§ **Written request**: Edit the material below by replacing each "breaking wave" with "cresting wave" and changing nothing else. Leave the pictures out of your answer.

§ **Supplied material**:
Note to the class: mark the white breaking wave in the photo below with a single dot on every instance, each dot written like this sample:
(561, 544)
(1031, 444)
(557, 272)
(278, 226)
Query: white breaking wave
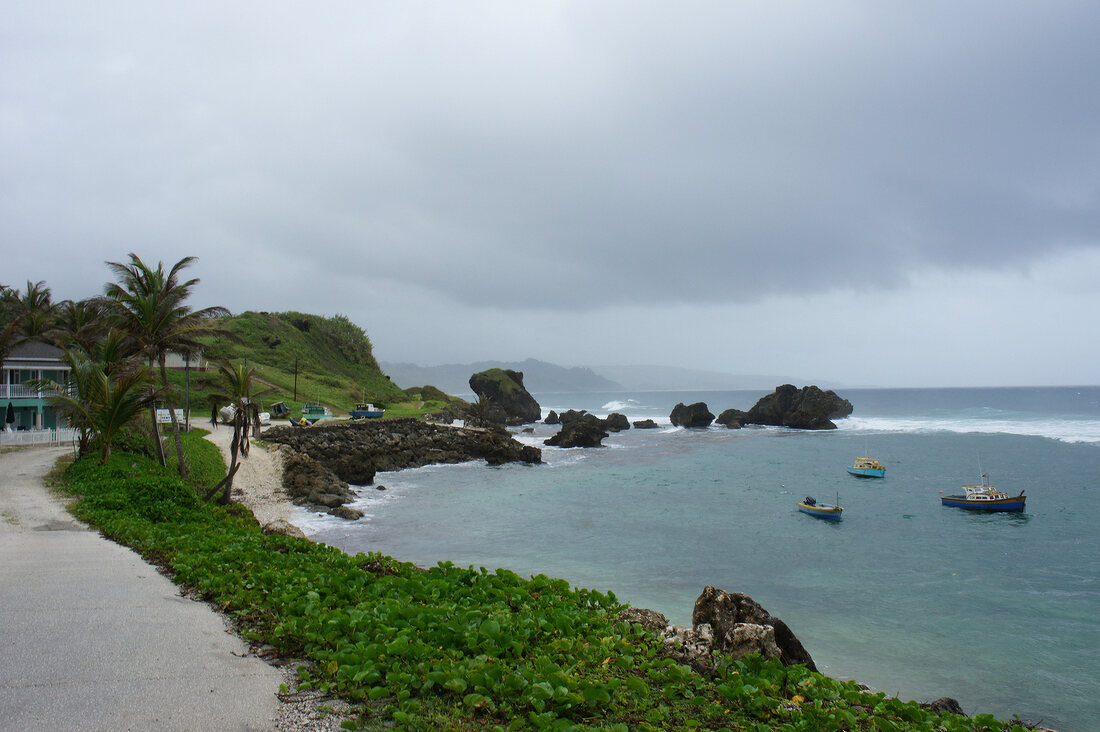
(1066, 430)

§ **Result for this exercise**:
Note to the class: mark the white cresting wave in the photo below with a single dot on every instance, each dot written like this sample:
(561, 544)
(1031, 444)
(557, 272)
(278, 226)
Query: white cresting wave
(1066, 430)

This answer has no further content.